### Source passage:
● ● ● ●

After his success in television, Nolte was cast opposite Jacqueline Bisset in The Deep, and by the early 80s, he was among Hollywood's crop of talented leading men. Best known for his roles in such films as 48 Hours, its sequel Another 48 Hours, and Down And Out In Beverly Hills, Nolte has also garnered success as a dramatic star, achieving critical accolades as the tormented father in a race against time to save his ailing son in Lorenzo's Oil, as a Vietnam veteran in Karel Reisz's Who'll Stop the Rain, and as a man trying to face his family's tragic past in Barbra Streisand's The Prince Of Tides, for which he received an Academy Award nomination.
Nolte's other big screen credits include the football expose North Dallas Forty, which he developed with author Peter Gent, Sidney Lumet's Q&A, the Scorsese segment of New York Stories, Roger Spottiswoode's Under Fire, John Milius' Farewell To The King, David S. Ward's Cannery Row, and Walter Hill's Extreme Prejudice.

● ● ● ●

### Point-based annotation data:

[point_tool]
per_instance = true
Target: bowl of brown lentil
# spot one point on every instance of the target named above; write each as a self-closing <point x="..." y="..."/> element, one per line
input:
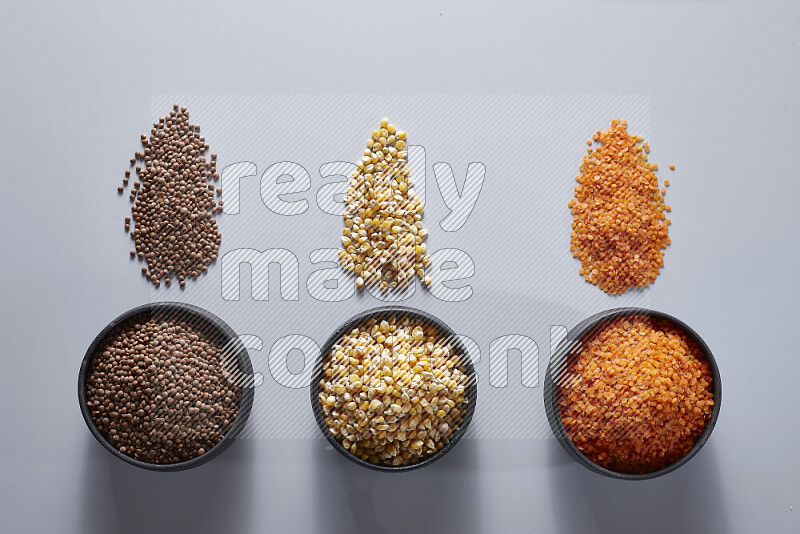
<point x="632" y="393"/>
<point x="166" y="386"/>
<point x="393" y="389"/>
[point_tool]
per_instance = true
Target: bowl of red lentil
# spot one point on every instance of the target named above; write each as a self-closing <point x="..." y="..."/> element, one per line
<point x="632" y="393"/>
<point x="407" y="411"/>
<point x="166" y="386"/>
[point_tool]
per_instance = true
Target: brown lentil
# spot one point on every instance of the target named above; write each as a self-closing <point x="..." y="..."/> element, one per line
<point x="158" y="392"/>
<point x="637" y="396"/>
<point x="619" y="227"/>
<point x="175" y="230"/>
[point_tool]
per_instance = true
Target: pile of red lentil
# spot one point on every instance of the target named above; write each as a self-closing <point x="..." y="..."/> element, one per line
<point x="619" y="227"/>
<point x="637" y="396"/>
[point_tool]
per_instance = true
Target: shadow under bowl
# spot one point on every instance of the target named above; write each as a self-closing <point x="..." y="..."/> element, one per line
<point x="427" y="319"/>
<point x="217" y="330"/>
<point x="573" y="344"/>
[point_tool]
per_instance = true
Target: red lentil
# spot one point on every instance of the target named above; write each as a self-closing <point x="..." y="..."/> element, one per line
<point x="637" y="396"/>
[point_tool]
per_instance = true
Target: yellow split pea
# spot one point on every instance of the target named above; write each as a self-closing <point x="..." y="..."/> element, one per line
<point x="619" y="226"/>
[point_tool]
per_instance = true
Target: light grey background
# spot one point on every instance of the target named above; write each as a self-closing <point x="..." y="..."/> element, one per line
<point x="722" y="80"/>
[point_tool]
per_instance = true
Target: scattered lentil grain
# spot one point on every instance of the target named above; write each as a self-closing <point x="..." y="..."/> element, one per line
<point x="393" y="391"/>
<point x="158" y="391"/>
<point x="175" y="231"/>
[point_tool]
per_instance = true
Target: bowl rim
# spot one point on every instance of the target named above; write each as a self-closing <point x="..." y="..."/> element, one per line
<point x="457" y="343"/>
<point x="568" y="346"/>
<point x="227" y="333"/>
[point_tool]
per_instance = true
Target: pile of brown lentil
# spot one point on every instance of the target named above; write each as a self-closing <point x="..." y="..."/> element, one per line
<point x="637" y="396"/>
<point x="159" y="391"/>
<point x="382" y="241"/>
<point x="175" y="231"/>
<point x="619" y="227"/>
<point x="393" y="391"/>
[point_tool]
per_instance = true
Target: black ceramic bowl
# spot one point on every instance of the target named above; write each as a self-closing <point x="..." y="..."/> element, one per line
<point x="217" y="330"/>
<point x="397" y="311"/>
<point x="573" y="344"/>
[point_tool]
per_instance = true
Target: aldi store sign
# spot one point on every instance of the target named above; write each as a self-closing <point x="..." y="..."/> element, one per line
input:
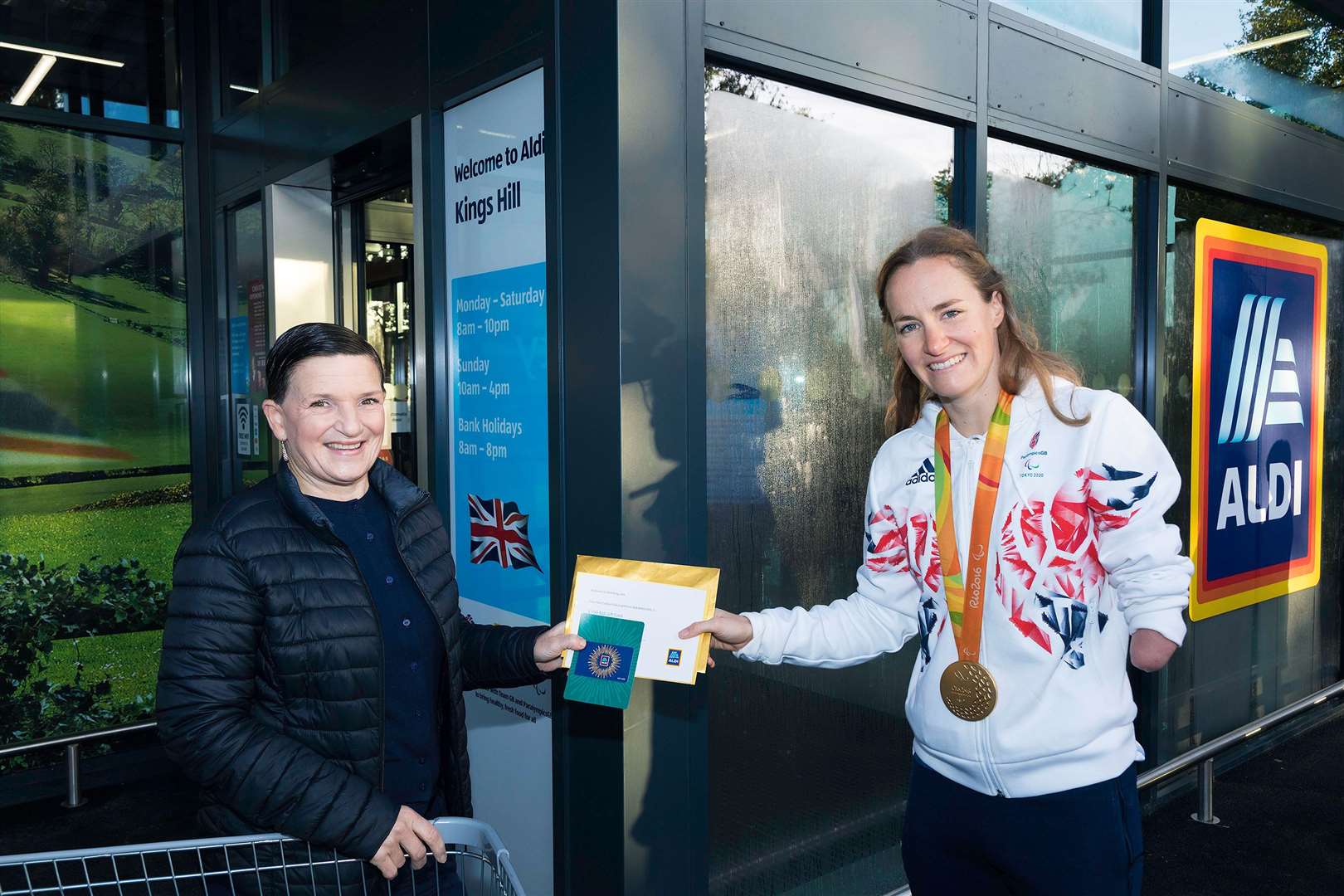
<point x="1259" y="410"/>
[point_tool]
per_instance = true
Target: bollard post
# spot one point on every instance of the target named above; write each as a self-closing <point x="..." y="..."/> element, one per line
<point x="73" y="796"/>
<point x="1205" y="794"/>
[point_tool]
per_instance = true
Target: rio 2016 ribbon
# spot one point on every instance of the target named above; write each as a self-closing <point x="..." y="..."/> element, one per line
<point x="968" y="689"/>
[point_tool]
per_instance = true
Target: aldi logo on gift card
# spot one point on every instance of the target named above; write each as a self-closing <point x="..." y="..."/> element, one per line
<point x="1259" y="412"/>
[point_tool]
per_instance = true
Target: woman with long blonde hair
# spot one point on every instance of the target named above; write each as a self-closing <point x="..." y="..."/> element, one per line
<point x="1014" y="524"/>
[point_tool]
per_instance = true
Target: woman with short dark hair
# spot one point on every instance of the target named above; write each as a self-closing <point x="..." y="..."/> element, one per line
<point x="314" y="655"/>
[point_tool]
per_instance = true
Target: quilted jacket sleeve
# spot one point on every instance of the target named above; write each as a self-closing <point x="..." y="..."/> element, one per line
<point x="499" y="655"/>
<point x="207" y="681"/>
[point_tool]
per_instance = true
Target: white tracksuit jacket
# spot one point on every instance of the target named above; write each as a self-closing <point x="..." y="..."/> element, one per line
<point x="1082" y="559"/>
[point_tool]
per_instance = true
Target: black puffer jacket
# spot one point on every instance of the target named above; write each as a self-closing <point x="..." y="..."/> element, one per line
<point x="270" y="689"/>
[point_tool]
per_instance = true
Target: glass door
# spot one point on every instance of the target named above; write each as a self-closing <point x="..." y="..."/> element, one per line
<point x="381" y="241"/>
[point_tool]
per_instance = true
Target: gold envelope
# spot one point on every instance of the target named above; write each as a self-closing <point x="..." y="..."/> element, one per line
<point x="699" y="578"/>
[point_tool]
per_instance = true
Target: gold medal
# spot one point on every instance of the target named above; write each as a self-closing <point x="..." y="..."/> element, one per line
<point x="968" y="691"/>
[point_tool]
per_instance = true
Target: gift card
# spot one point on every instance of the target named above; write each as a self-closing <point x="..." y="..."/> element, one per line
<point x="604" y="670"/>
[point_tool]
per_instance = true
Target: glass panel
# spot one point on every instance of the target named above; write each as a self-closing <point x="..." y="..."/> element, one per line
<point x="93" y="423"/>
<point x="806" y="197"/>
<point x="240" y="52"/>
<point x="1064" y="234"/>
<point x="1116" y="24"/>
<point x="1239" y="665"/>
<point x="386" y="316"/>
<point x="249" y="338"/>
<point x="1272" y="54"/>
<point x="117" y="60"/>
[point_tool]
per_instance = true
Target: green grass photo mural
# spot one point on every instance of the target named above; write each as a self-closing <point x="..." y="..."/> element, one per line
<point x="95" y="484"/>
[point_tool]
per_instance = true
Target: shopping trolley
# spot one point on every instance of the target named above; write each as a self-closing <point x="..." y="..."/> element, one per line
<point x="261" y="865"/>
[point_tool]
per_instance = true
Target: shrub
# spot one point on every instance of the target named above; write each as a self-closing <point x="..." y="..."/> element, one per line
<point x="41" y="605"/>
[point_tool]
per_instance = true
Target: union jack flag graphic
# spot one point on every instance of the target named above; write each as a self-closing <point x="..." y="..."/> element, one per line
<point x="499" y="533"/>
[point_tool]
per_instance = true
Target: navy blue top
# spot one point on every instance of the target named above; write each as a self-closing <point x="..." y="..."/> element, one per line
<point x="413" y="652"/>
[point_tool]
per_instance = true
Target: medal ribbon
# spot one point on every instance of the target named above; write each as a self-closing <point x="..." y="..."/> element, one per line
<point x="967" y="610"/>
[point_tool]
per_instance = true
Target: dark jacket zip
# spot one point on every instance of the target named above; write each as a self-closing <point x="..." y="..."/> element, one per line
<point x="448" y="653"/>
<point x="382" y="677"/>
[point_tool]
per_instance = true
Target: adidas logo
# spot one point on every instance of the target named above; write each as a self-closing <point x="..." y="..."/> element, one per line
<point x="923" y="473"/>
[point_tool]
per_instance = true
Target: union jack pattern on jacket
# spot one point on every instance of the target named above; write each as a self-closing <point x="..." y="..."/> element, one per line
<point x="1082" y="559"/>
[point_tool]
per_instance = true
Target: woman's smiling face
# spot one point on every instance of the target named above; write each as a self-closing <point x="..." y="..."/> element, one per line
<point x="945" y="329"/>
<point x="331" y="419"/>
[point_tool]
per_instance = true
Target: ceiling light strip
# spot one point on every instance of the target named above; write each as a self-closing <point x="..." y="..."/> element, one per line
<point x="61" y="54"/>
<point x="35" y="77"/>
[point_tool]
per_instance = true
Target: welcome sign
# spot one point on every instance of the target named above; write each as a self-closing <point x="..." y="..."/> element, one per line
<point x="1259" y="412"/>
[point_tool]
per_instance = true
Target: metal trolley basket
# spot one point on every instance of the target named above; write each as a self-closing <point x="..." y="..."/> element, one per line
<point x="261" y="865"/>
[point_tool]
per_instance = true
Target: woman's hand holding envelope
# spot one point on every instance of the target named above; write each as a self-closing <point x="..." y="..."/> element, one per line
<point x="728" y="631"/>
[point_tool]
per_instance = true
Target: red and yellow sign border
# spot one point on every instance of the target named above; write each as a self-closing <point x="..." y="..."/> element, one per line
<point x="1218" y="241"/>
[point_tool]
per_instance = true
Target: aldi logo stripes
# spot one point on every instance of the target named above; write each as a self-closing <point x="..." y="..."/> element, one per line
<point x="1259" y="416"/>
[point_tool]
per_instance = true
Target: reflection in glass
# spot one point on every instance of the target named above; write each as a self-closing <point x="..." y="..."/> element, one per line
<point x="95" y="445"/>
<point x="386" y="316"/>
<point x="240" y="52"/>
<point x="116" y="60"/>
<point x="1244" y="664"/>
<point x="1272" y="54"/>
<point x="1116" y="24"/>
<point x="806" y="197"/>
<point x="249" y="340"/>
<point x="1062" y="231"/>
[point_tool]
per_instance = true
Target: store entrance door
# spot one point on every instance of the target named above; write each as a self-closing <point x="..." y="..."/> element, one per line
<point x="379" y="240"/>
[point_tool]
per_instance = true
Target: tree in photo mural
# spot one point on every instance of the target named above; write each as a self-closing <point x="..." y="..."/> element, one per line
<point x="95" y="492"/>
<point x="1317" y="58"/>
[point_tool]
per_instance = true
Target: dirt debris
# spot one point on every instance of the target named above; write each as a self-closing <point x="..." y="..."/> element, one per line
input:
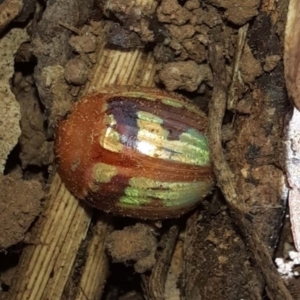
<point x="19" y="206"/>
<point x="184" y="75"/>
<point x="137" y="243"/>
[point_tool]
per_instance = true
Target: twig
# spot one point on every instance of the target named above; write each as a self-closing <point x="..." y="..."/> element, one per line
<point x="275" y="286"/>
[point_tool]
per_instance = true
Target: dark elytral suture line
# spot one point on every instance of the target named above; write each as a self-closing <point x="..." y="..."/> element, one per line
<point x="226" y="180"/>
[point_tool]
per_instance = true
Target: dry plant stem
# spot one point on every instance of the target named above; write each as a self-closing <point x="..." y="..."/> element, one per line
<point x="275" y="287"/>
<point x="45" y="268"/>
<point x="235" y="72"/>
<point x="154" y="285"/>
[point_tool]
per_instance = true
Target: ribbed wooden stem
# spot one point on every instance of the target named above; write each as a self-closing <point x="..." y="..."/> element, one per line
<point x="46" y="268"/>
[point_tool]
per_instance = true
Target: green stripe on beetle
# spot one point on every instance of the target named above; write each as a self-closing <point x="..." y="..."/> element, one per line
<point x="143" y="191"/>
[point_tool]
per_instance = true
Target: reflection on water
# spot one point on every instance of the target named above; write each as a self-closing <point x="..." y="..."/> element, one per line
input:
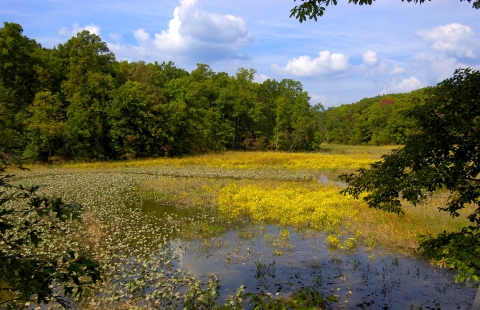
<point x="270" y="259"/>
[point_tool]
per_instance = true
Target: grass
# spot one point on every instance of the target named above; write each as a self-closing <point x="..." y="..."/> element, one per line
<point x="279" y="188"/>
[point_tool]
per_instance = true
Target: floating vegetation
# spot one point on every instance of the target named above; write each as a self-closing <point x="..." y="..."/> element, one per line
<point x="189" y="231"/>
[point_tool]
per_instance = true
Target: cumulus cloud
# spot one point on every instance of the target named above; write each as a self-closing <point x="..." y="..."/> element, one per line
<point x="438" y="67"/>
<point x="324" y="100"/>
<point x="398" y="85"/>
<point x="372" y="66"/>
<point x="260" y="78"/>
<point x="326" y="64"/>
<point x="76" y="29"/>
<point x="194" y="34"/>
<point x="397" y="70"/>
<point x="455" y="40"/>
<point x="370" y="58"/>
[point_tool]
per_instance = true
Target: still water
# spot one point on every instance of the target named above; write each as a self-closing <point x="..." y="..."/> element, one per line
<point x="279" y="260"/>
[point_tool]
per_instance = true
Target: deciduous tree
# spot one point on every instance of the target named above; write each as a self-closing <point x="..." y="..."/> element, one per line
<point x="443" y="155"/>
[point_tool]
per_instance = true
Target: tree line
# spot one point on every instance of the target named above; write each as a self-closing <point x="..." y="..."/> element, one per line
<point x="76" y="101"/>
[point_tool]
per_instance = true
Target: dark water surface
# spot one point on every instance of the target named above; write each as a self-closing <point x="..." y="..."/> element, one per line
<point x="269" y="259"/>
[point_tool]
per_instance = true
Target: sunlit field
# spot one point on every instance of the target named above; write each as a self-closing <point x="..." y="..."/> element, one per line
<point x="141" y="216"/>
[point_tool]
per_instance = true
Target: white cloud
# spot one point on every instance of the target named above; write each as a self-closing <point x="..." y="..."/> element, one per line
<point x="76" y="29"/>
<point x="192" y="34"/>
<point x="402" y="85"/>
<point x="115" y="38"/>
<point x="455" y="40"/>
<point x="438" y="67"/>
<point x="326" y="63"/>
<point x="324" y="100"/>
<point x="371" y="66"/>
<point x="397" y="70"/>
<point x="370" y="58"/>
<point x="260" y="78"/>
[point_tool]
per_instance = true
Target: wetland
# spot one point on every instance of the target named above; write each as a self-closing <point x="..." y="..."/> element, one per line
<point x="202" y="231"/>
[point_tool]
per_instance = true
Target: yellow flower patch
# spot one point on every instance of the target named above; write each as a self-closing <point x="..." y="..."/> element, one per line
<point x="322" y="208"/>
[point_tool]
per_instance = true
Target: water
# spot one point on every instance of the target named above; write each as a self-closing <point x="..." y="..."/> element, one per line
<point x="278" y="260"/>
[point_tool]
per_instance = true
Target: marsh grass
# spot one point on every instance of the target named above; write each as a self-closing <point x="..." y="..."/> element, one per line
<point x="115" y="228"/>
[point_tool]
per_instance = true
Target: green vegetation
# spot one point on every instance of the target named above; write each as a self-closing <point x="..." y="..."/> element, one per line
<point x="76" y="102"/>
<point x="37" y="262"/>
<point x="442" y="156"/>
<point x="312" y="9"/>
<point x="131" y="240"/>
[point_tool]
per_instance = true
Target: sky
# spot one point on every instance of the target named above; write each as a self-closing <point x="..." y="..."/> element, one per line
<point x="350" y="53"/>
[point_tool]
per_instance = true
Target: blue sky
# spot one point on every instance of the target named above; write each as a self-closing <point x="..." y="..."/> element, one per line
<point x="350" y="53"/>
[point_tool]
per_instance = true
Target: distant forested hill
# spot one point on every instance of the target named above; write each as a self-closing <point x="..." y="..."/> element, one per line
<point x="375" y="121"/>
<point x="76" y="101"/>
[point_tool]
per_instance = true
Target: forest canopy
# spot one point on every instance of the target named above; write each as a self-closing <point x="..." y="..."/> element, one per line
<point x="76" y="101"/>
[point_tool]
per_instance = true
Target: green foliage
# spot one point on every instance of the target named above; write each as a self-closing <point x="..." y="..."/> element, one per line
<point x="76" y="102"/>
<point x="28" y="271"/>
<point x="312" y="9"/>
<point x="374" y="121"/>
<point x="443" y="154"/>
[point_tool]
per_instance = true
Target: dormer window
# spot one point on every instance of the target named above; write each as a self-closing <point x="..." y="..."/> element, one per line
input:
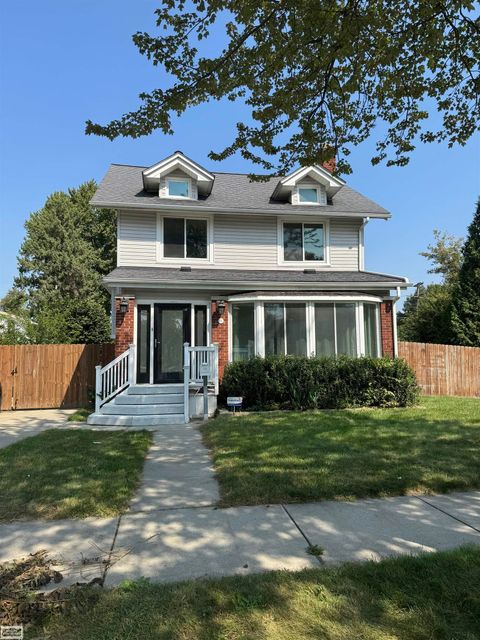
<point x="308" y="195"/>
<point x="178" y="188"/>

● ● ● ●

### Goals:
1. Return every line of the rows that contains the word "hair". Case counts.
2. Carry on the passage about Nolte's film career from the point where it stops.

### Written responses:
1.
Target: woman with long blonde hair
Target: woman with short dark hair

2.
More recently, Nolte starred with Jessica Lange in Martin Scorsese's thriller Cape Fear; in I Love Trouble, opposite Julia Roberts; in James L. Brooks' I'll Do Anything; in Merchant Ivory's Jefferson in Paris; and in Lee Tamahori's Mulholland Falls. Nolte just completed Night Watch co-starring Patricia Arquette.
SHERYL LEE - Helga Noth
Sheryl Lee first came to public attention playing the deceased girl Laura Palmer in David Lynch's long-running cult hit television mini-series "Twin Peaks." She worked with the director again in the "Twin Peaks" prequel "Fire Walk With Me." She also played the girlfriend of fifth-Beatle Stuart Sutcliffe, opposite Stephen Dorff in Backbeat. She continues to successfully work in the independent film scene and starred in two films at the 1995 Sundance Film Festival, Fall Time with Mickey Rourke, Stephen Baldwin and David Arquette and Homage with Frank Whaley and Blythe Danner. She also appeared in Notes from the Underground, which debuted at the 1996 Sundance Film Festival. Lee also starred opposite Terence Stamp in the Lance Young film Bliss and in Michael Ablowitz's This World Then The Fireworks.
Additional television appearances include Showtime's "Red Shoe Diaries," ABC's "Follow the River," Lifetime Television's "Guinevere" and NBC's "Love, Lies and Murder."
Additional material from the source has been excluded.